Task prompt. Repeat the data that follows verbatim. Images are not part of the copy.

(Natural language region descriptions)

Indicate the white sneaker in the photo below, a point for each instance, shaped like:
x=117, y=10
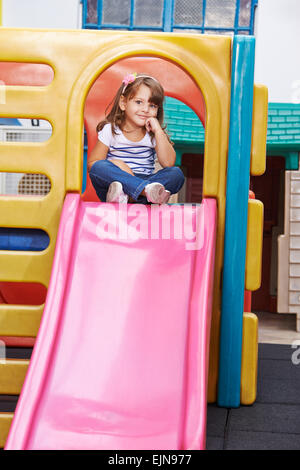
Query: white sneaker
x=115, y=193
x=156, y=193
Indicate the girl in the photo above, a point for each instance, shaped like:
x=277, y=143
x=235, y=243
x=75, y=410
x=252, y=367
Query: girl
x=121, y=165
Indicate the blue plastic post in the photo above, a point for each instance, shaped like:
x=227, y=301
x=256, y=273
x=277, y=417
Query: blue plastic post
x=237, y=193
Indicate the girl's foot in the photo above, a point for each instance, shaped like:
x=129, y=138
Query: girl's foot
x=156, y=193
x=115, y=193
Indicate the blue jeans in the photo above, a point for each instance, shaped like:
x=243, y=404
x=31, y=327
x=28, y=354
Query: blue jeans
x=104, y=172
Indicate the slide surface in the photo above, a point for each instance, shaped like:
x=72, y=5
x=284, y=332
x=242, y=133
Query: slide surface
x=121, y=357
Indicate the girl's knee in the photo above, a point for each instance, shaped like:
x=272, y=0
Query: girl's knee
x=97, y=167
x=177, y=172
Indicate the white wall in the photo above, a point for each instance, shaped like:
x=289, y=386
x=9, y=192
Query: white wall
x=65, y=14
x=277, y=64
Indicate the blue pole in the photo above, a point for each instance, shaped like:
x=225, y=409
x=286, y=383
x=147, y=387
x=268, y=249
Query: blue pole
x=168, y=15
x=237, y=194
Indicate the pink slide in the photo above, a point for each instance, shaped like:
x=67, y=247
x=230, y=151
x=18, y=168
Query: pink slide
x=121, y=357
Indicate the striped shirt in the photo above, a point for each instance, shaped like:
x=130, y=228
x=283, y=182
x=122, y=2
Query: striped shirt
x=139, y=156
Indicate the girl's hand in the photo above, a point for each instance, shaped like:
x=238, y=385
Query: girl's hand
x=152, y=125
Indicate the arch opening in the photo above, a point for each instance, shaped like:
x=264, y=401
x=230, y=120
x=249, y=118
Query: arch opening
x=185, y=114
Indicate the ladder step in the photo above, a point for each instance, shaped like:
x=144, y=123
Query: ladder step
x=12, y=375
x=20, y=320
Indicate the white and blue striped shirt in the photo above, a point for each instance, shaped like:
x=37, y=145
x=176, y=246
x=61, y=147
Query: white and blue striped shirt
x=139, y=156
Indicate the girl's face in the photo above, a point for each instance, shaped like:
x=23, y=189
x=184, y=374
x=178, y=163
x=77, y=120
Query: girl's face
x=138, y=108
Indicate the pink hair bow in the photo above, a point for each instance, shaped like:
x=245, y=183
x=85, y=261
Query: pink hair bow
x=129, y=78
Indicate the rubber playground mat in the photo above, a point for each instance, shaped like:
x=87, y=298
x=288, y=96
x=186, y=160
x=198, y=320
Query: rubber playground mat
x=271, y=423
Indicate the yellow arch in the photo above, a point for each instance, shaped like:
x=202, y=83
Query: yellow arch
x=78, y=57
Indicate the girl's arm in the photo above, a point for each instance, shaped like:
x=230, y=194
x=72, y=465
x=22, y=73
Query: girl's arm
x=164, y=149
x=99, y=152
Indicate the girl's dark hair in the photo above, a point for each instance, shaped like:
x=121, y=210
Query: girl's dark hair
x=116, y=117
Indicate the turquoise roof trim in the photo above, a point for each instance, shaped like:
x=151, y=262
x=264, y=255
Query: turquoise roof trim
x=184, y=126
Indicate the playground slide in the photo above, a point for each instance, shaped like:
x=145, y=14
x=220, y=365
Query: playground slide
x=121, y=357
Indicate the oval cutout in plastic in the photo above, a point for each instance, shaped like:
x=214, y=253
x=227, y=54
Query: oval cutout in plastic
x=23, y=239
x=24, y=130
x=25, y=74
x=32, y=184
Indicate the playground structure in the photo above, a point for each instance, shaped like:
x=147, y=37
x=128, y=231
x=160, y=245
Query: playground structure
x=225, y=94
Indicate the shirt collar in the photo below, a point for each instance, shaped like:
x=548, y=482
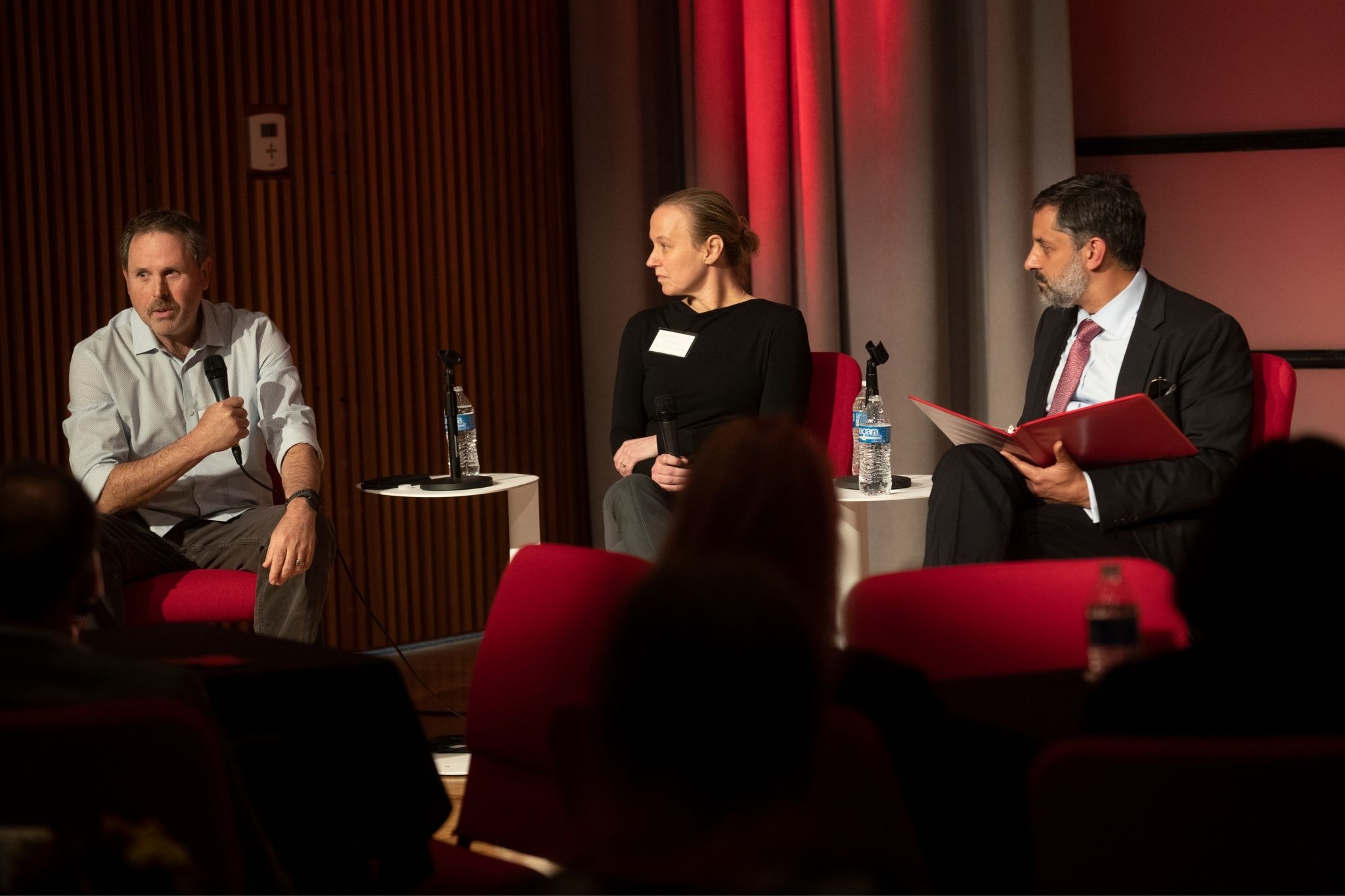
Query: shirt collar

Exercise solution.
Indicate the white sneaker in the photo below, a point for each instance, shaped like:
x=117, y=10
Query: white sneaker
x=115, y=193
x=156, y=193
Indicate the girl in the photo above, a point for each instance, shaped like:
x=277, y=143
x=235, y=243
x=75, y=410
x=252, y=367
Query: girl
x=121, y=165
Indicate the blue plastic post in the photo above, a point for each instance, shaped like:
x=227, y=301
x=256, y=273
x=277, y=417
Query: blue plastic post
x=237, y=193
Indicate the girl's foot in the photo above, a point for each instance, shaped like:
x=129, y=138
Query: girl's foot
x=156, y=193
x=115, y=193
Indicate the blue jeans in the photo above, a point for each instance, shaped like:
x=243, y=404
x=31, y=327
x=28, y=354
Query: blue jeans
x=104, y=172
Indicate the slide surface in the photo above, a point for each instance, shaped like:
x=72, y=5
x=284, y=332
x=242, y=133
Query: slide surface
x=121, y=357
Indicate the girl's knee in the photo above, a point for each instance, shaped like:
x=272, y=0
Query: girl's knee
x=97, y=167
x=177, y=172
Indicate the white wall in the photo above, a point for each instance, shaped like:
x=289, y=386
x=9, y=192
Query: white wall
x=65, y=14
x=277, y=64
Indicate the blue pole in the photo above, a point for each instance, shaped like:
x=225, y=409
x=286, y=383
x=147, y=387
x=268, y=249
Query: blue pole
x=168, y=15
x=237, y=194
Indicate the pink slide in the photo above, a point for each instance, shaped like:
x=67, y=247
x=230, y=151
x=18, y=168
Query: pink slide
x=121, y=357
Indicate the striped shirt in the photo above, a point for each instance, shaped like:
x=130, y=228
x=283, y=182
x=122, y=2
Query: striped shirt
x=139, y=156
Indicate the girl's hand in the photo above, a point for each instance, shaped like:
x=238, y=385
Query: girl's hand
x=152, y=125
Indicate the arch opening in the photo above, a point for each instance, shaped like:
x=264, y=401
x=230, y=120
x=249, y=118
Query: arch opening
x=185, y=114
Indicate the ladder step in the photo above, a point for each instance, shaped like:
x=144, y=123
Query: ladder step
x=12, y=375
x=20, y=320
Indicate the white and blue striped shirt in the photo above, a point for each instance, shaped like:
x=37, y=145
x=176, y=246
x=61, y=147
Query: white and blue striped shirt
x=139, y=156
Indicate the girl's face in the photo above, a point for each instance, shaped like:
x=23, y=189
x=184, y=374
x=178, y=163
x=77, y=120
Query: girl's face
x=138, y=108
Indicate the pink hair bow in the photo above, a point for each instance, shaped like:
x=245, y=183
x=85, y=261
Query: pink hair bow
x=129, y=78
Indicate the rubber playground mat in the photo above, a point for each instance, shaped like:
x=87, y=298
x=288, y=96
x=186, y=160
x=198, y=320
Query: rubber playground mat
x=271, y=423
Indicate the yellow arch in the photo above, a point for each instance, shaped like:
x=202, y=83
Query: yellow arch
x=78, y=57
Indicate the girl's arm in the photo above, a point for each instance, shaped like:
x=230, y=194
x=72, y=465
x=22, y=73
Query: girl's arm
x=164, y=149
x=99, y=152
Indicate the girl's dark hair in the photo above, a point for each instance, shaped like:
x=121, y=210
Query: girl's dark hair
x=116, y=117
Indicate the turquoise roof trim in the photo above, a point for each instance, shaped like:
x=151, y=262
x=264, y=255
Query: turquoise roof trim
x=184, y=126
Indicate the playground slide in the photo above, a point for each instance, shaped like:
x=145, y=14
x=220, y=365
Query: playground slide
x=121, y=357
Indicate the oval cutout in plastic in the photo above, a point for each instance, shaped like:
x=214, y=253
x=227, y=54
Query: oval cutout in plastic
x=23, y=239
x=24, y=130
x=25, y=74
x=32, y=184
Indicate the playground structure in the photo above, a point for each instance, shaped like:
x=147, y=37
x=128, y=231
x=160, y=245
Query: playground structure
x=225, y=94
Indicate the shirt collar in the photo below, a point for each instance, shaped like:
x=548, y=482
Query: shirt collar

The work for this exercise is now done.